▶ Activity
In the listing that follows, count every line with the word "baseball" in it and write only the total.

[Start of section]

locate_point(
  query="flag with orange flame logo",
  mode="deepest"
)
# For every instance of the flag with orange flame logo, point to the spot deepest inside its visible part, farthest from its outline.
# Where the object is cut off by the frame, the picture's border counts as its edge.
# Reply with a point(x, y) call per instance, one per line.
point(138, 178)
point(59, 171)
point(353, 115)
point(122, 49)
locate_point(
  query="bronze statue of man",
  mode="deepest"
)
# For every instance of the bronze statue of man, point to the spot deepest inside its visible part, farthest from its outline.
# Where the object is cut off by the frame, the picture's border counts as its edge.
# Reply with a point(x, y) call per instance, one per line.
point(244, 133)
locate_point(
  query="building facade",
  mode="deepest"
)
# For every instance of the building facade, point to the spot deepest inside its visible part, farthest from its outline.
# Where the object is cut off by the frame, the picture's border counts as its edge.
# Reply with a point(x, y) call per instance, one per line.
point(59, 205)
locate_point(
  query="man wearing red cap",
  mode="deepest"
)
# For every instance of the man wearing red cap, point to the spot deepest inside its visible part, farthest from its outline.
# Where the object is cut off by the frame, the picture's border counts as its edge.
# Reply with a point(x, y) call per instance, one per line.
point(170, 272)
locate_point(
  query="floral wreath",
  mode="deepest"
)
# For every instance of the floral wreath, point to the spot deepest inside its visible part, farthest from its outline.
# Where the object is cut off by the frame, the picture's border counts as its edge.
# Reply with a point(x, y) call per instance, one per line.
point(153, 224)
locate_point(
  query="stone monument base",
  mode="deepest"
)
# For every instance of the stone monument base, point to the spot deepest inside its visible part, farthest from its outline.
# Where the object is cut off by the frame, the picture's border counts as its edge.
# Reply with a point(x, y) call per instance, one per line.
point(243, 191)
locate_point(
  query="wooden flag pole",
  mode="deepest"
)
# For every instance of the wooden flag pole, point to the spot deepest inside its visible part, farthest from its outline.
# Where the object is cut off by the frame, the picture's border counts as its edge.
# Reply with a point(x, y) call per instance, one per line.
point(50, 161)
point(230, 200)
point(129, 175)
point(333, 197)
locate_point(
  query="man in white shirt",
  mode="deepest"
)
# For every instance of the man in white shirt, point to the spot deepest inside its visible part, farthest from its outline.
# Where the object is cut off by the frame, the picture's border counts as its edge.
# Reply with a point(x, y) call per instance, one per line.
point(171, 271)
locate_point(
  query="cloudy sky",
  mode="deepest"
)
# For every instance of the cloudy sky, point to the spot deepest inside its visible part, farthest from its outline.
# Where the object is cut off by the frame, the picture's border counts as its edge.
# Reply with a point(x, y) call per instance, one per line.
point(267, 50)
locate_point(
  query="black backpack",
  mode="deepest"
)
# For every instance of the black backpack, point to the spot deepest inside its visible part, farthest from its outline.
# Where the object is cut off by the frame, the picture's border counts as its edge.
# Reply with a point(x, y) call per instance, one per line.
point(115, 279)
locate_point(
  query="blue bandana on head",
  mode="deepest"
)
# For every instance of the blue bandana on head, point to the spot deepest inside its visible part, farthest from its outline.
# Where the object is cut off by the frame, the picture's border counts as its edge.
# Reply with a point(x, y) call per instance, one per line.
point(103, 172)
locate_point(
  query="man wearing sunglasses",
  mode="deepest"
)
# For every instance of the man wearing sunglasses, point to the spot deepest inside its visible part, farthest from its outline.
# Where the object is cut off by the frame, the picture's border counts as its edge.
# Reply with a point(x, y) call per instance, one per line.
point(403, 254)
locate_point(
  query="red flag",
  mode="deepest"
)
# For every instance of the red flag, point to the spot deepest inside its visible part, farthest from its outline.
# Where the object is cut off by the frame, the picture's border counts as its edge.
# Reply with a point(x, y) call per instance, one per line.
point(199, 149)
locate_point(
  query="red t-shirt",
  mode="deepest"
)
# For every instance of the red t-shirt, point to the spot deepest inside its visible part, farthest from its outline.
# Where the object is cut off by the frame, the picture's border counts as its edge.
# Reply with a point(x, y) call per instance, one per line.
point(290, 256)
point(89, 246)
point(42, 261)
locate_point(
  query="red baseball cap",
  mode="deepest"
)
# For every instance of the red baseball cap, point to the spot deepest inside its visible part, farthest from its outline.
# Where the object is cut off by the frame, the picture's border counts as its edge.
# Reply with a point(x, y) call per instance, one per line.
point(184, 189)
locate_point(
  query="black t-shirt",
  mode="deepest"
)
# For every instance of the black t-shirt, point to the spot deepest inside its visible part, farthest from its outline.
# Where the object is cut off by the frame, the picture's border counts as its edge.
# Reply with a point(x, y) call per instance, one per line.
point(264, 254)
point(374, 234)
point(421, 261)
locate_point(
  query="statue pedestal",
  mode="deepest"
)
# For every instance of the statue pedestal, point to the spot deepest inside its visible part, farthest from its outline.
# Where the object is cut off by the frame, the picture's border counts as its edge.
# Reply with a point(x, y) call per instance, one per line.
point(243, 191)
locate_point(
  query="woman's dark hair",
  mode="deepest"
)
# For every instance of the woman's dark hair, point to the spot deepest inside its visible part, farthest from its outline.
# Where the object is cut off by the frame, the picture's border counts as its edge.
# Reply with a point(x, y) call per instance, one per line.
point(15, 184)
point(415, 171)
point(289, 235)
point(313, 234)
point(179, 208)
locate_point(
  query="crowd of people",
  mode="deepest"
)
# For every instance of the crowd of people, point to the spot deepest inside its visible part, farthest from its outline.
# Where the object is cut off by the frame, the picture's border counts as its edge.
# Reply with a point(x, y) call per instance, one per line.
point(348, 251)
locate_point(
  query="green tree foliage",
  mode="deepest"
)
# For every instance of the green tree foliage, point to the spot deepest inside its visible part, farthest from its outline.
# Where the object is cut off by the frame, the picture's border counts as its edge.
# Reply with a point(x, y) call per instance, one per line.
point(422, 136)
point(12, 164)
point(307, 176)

[End of section]
[Start of section]

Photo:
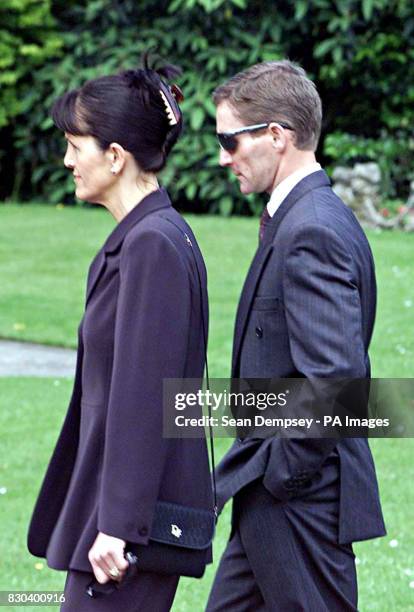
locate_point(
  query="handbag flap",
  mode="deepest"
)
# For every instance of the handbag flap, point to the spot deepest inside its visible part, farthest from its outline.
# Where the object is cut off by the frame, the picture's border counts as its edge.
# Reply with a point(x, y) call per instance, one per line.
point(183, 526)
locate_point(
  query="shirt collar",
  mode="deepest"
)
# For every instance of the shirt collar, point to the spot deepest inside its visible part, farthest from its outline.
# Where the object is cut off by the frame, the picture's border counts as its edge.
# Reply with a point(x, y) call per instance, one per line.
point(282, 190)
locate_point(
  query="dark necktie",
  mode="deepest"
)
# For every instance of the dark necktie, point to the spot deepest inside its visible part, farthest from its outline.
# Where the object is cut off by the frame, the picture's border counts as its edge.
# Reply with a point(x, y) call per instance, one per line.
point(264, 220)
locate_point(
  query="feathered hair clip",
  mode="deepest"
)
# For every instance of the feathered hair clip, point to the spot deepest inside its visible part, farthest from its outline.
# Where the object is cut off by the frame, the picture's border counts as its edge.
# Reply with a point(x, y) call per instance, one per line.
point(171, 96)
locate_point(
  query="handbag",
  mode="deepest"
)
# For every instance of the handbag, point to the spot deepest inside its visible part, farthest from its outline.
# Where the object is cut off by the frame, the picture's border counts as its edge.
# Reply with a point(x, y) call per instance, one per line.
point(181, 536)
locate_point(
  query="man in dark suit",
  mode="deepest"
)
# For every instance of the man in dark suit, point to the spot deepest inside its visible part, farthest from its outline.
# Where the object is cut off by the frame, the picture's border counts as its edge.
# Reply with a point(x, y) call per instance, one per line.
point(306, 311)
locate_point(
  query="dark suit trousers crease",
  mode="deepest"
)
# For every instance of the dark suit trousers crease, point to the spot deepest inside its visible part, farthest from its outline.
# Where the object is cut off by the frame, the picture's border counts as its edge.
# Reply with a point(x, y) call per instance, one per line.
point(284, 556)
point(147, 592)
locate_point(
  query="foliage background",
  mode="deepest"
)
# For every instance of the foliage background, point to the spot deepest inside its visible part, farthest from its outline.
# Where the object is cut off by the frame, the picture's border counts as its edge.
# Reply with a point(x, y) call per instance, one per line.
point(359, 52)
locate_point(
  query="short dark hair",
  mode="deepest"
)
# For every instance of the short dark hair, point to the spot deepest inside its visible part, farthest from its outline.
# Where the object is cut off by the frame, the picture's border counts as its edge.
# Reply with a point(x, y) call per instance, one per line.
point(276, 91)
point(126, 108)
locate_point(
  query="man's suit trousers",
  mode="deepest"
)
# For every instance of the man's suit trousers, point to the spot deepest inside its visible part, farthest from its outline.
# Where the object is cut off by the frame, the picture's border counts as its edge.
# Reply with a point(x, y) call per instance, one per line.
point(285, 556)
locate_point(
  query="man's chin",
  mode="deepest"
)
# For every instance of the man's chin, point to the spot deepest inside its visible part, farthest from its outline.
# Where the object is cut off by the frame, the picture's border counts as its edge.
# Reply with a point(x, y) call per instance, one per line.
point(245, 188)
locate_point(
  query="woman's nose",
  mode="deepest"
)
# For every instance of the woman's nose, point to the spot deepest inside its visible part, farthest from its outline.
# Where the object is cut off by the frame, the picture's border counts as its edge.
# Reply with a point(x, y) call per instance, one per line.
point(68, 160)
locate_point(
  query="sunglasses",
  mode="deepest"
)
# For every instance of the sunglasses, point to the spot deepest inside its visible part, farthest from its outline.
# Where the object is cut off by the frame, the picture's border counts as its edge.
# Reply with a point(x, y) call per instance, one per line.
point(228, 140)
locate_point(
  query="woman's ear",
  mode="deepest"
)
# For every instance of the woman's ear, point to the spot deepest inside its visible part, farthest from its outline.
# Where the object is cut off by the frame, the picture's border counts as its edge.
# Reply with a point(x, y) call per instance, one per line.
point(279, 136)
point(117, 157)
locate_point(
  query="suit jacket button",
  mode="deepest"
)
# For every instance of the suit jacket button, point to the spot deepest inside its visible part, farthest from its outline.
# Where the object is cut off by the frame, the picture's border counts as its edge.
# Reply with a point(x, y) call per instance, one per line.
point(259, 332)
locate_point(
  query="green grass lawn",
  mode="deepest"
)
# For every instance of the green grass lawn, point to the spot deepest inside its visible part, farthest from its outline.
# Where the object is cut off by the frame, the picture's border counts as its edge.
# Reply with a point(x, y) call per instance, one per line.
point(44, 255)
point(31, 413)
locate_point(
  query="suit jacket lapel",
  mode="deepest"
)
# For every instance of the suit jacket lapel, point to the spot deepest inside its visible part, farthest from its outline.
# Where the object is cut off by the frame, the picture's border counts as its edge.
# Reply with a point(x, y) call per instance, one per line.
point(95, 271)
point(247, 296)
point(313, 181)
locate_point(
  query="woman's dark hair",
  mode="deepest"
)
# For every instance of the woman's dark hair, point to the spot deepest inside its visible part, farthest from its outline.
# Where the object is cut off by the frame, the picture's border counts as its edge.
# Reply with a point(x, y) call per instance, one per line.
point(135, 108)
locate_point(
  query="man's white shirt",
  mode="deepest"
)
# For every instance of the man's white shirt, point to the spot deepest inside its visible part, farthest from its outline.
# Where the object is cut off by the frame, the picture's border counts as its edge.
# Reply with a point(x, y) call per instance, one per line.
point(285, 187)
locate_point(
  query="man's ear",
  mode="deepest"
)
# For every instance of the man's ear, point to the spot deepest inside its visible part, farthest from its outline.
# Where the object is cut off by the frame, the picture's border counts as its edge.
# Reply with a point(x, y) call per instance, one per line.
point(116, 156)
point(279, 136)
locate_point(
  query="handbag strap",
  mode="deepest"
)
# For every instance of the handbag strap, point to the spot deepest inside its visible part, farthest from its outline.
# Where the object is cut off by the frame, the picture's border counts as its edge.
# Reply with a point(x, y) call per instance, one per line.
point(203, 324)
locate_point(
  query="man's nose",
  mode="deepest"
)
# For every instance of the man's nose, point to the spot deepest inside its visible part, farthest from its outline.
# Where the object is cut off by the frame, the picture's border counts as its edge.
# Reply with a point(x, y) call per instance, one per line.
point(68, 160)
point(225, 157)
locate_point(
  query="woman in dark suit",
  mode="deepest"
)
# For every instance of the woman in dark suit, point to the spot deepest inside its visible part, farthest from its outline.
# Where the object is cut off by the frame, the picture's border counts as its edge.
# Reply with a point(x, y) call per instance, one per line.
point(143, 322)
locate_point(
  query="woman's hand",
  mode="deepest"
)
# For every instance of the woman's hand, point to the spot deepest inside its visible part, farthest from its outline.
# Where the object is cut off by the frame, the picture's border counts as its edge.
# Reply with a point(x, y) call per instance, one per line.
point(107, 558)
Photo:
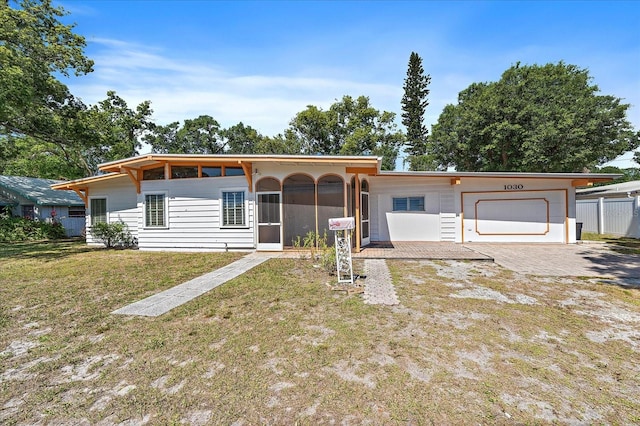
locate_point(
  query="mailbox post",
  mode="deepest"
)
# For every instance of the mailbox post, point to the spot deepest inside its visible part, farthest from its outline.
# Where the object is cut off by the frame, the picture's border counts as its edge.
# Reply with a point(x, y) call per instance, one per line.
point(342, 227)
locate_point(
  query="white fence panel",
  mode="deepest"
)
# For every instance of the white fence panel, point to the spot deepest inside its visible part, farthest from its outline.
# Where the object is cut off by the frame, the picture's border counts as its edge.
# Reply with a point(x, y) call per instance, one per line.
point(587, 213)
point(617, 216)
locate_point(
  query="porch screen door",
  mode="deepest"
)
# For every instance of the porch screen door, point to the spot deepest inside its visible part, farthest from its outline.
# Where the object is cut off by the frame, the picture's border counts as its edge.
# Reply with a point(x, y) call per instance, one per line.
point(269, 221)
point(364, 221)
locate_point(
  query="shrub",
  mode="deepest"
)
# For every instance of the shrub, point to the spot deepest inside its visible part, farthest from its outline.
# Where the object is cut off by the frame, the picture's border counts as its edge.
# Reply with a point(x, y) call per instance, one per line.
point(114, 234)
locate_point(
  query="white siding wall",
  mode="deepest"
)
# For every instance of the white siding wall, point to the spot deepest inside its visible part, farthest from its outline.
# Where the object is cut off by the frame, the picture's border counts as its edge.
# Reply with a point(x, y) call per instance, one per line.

[End of section]
[Start of section]

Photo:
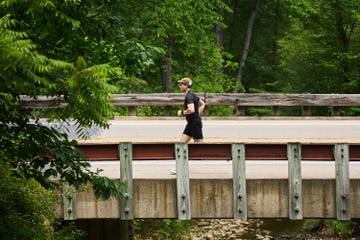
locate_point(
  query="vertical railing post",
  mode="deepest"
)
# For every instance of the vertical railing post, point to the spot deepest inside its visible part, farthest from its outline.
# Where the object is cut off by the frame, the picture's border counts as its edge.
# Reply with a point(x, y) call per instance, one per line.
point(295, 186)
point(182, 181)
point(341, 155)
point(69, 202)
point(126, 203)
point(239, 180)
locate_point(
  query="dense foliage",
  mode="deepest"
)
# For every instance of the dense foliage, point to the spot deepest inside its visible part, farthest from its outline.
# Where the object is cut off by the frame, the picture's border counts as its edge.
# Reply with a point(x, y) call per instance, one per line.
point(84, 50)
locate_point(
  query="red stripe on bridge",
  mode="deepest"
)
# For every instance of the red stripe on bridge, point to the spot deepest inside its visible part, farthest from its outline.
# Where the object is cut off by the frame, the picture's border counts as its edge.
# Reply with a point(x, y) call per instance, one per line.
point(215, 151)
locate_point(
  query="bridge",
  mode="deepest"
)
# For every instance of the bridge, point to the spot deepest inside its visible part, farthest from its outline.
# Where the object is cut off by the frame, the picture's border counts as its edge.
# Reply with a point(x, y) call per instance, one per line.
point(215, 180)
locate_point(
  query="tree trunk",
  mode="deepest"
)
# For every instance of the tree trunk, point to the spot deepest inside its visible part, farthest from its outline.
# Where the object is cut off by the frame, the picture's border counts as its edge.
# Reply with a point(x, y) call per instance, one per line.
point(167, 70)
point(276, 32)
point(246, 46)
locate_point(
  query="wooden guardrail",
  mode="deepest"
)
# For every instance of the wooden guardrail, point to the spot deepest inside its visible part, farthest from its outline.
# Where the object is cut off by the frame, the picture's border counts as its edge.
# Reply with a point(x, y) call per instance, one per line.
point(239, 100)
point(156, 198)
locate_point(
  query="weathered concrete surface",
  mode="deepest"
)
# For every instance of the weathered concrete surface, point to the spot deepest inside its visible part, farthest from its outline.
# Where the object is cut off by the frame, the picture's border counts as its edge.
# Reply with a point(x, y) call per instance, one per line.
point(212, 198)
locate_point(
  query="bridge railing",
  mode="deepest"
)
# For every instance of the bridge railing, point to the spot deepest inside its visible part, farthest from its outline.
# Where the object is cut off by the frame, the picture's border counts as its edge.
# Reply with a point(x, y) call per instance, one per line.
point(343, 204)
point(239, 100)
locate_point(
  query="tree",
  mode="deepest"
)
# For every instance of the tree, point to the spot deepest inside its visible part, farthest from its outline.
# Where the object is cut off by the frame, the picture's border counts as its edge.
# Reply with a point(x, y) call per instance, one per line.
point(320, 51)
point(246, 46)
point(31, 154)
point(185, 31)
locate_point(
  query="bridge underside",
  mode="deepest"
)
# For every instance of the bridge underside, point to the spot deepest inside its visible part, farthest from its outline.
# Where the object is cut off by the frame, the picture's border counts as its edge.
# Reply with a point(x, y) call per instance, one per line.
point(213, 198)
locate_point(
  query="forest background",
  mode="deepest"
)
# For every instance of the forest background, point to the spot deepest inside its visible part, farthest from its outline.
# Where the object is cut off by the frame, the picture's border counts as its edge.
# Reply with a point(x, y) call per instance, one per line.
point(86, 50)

[End of section]

▶ Result for this exercise
2